## ENTRIES SUPPLIED
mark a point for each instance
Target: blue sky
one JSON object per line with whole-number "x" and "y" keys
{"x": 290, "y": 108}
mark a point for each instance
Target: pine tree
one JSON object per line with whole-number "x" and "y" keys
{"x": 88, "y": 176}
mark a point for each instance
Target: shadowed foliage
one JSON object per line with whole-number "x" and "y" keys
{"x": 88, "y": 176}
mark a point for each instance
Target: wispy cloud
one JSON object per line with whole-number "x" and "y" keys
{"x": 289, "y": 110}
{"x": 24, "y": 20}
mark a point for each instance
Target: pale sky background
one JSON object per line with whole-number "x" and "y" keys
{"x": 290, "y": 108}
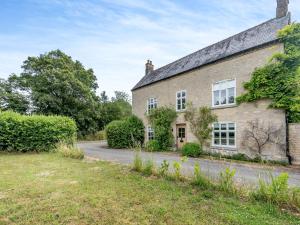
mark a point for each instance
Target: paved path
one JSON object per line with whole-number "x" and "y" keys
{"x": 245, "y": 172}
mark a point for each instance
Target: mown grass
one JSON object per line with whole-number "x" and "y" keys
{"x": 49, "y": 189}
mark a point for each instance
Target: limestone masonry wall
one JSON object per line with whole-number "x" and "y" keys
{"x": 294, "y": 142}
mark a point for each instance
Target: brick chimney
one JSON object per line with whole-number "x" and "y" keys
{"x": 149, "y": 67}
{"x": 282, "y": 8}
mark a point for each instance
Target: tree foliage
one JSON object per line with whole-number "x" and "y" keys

---

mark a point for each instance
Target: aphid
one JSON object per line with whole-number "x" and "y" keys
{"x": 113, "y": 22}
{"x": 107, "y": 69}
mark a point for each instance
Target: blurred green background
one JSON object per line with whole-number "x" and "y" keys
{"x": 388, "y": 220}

## GOAL OF THE EXERCISE
Could you copy every line in the records that holds "background"?

## SOLUTION FOR THIS EXERCISE
Target: pale sky background
Target: blurred green background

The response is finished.